Aim of the exercise :: Which lines in the records below contain the string "hillside"? Report every such line in full.

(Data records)
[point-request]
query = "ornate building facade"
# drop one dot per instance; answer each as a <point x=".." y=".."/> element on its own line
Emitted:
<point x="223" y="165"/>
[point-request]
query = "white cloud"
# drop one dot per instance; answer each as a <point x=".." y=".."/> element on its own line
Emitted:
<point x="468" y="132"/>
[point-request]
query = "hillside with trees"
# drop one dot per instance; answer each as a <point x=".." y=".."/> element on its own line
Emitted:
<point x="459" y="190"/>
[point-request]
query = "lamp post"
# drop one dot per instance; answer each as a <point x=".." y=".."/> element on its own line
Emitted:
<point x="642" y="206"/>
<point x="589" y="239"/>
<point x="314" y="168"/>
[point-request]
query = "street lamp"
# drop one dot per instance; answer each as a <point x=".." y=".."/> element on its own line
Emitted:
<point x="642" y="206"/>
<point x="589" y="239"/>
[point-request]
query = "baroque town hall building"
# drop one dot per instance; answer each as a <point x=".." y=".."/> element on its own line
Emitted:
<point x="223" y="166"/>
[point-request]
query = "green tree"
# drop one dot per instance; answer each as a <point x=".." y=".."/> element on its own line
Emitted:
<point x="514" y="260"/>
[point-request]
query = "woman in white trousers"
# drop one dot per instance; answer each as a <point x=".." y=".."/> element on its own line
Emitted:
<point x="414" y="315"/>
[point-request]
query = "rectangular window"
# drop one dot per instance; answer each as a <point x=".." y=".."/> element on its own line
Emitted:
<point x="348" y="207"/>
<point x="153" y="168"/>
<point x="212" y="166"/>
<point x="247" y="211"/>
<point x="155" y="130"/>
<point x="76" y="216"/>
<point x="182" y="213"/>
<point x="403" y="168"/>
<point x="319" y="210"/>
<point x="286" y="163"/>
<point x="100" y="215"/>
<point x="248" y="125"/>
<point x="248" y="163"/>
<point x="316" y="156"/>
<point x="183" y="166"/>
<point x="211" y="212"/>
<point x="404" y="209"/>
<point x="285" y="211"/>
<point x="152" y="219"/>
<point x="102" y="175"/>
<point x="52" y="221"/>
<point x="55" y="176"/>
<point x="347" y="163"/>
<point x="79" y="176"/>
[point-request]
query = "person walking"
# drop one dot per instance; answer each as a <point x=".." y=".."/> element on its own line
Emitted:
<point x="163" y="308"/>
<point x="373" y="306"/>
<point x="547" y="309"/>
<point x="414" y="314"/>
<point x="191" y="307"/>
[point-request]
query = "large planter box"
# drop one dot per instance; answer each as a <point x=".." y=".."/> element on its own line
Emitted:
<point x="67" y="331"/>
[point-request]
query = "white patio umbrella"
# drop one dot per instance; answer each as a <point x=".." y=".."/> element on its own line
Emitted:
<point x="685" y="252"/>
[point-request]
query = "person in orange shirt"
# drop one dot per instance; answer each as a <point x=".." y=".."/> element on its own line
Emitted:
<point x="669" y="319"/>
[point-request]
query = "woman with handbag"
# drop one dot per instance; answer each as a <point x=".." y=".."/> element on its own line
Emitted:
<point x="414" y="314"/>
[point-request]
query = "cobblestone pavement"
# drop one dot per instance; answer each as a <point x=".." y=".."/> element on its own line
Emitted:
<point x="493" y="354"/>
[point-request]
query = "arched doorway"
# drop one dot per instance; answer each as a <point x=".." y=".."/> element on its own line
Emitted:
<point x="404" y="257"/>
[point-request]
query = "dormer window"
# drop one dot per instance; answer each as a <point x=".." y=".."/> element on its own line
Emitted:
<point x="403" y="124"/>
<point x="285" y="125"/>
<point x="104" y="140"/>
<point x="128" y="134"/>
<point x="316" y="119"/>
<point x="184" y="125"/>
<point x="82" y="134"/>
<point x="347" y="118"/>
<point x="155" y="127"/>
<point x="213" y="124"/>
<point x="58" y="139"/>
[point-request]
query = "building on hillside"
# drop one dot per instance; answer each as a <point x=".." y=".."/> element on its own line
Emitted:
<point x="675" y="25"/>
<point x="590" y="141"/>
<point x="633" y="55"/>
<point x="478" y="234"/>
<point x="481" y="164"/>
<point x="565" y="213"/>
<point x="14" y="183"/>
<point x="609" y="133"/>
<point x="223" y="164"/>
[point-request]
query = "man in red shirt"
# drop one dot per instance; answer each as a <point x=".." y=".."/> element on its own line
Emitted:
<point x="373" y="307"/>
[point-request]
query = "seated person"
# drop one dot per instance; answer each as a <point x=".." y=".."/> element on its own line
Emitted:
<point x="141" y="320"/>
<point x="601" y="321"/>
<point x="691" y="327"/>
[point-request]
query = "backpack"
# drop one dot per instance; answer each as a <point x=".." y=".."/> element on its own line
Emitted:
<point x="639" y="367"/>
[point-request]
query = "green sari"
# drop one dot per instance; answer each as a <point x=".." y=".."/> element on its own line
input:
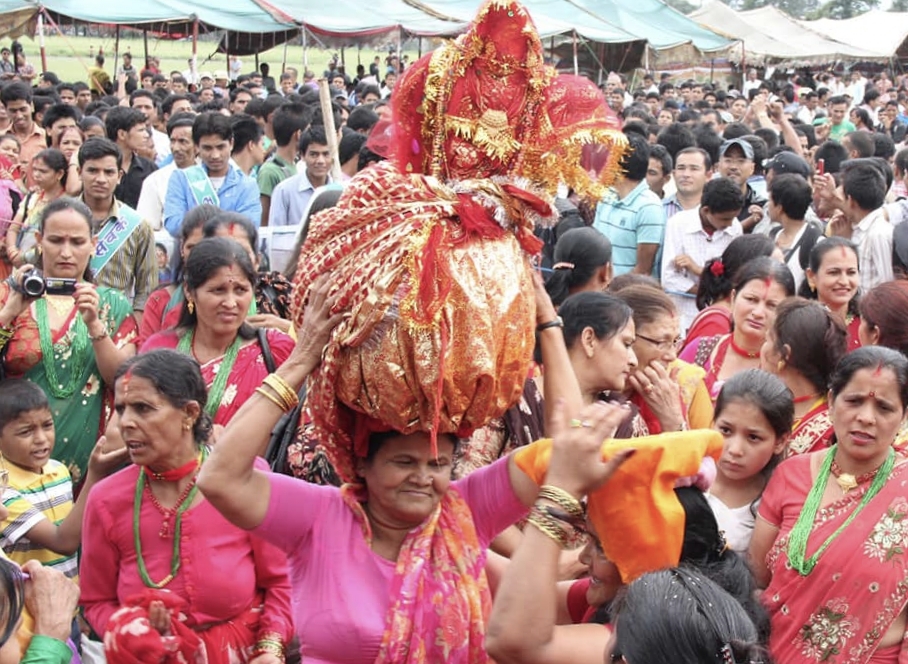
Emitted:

--

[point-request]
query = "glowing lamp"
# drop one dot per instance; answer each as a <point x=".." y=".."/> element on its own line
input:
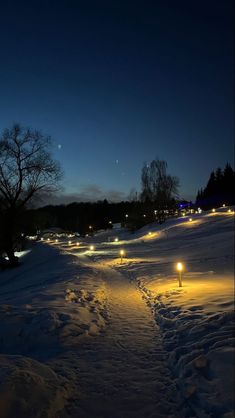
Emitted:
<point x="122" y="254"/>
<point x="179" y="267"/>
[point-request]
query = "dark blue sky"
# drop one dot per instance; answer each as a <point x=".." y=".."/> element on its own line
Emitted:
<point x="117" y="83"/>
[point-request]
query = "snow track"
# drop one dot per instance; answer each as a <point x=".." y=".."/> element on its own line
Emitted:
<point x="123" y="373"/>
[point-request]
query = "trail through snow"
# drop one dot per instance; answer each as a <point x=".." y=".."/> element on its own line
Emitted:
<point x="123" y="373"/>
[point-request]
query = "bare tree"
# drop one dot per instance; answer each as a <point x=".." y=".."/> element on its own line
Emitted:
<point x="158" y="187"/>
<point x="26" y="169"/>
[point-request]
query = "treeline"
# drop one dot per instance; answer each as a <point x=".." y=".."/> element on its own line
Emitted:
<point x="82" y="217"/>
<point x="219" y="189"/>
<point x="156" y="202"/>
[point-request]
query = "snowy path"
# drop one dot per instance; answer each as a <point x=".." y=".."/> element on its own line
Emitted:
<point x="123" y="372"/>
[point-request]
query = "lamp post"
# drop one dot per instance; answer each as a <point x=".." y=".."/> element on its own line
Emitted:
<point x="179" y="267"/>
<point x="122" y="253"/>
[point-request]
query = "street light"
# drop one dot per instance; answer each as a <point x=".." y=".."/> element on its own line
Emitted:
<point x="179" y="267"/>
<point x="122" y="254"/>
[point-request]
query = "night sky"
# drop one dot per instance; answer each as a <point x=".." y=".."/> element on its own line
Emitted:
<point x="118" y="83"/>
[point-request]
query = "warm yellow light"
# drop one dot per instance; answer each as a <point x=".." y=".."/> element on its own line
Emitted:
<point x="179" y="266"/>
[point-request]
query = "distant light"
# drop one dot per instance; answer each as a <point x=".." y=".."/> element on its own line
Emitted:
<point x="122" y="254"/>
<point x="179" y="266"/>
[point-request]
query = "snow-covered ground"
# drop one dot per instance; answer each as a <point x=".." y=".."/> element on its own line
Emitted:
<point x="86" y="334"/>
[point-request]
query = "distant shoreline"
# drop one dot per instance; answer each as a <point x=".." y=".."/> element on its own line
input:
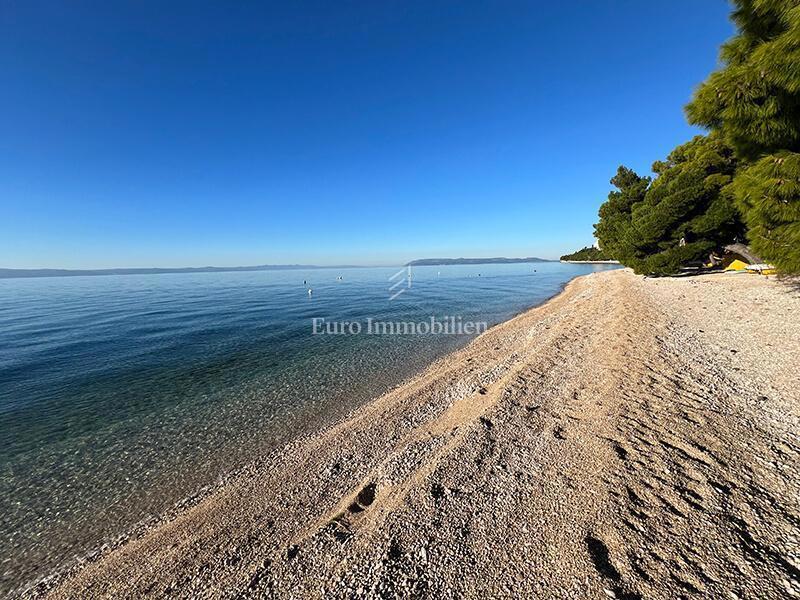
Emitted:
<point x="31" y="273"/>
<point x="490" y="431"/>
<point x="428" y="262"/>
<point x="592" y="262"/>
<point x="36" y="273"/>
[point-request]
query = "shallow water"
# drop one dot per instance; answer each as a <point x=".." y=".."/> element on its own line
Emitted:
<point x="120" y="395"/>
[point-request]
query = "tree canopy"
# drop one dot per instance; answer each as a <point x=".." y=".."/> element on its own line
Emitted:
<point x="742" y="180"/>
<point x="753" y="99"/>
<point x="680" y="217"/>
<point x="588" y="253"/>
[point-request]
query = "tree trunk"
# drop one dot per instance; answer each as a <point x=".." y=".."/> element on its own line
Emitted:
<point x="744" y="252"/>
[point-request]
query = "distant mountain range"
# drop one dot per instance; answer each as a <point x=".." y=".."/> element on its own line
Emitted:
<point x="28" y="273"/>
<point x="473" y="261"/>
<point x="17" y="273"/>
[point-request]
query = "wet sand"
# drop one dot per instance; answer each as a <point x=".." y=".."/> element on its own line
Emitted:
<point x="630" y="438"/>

Answer for the task ::
query = "hillside with trees"
query = "building on hillside"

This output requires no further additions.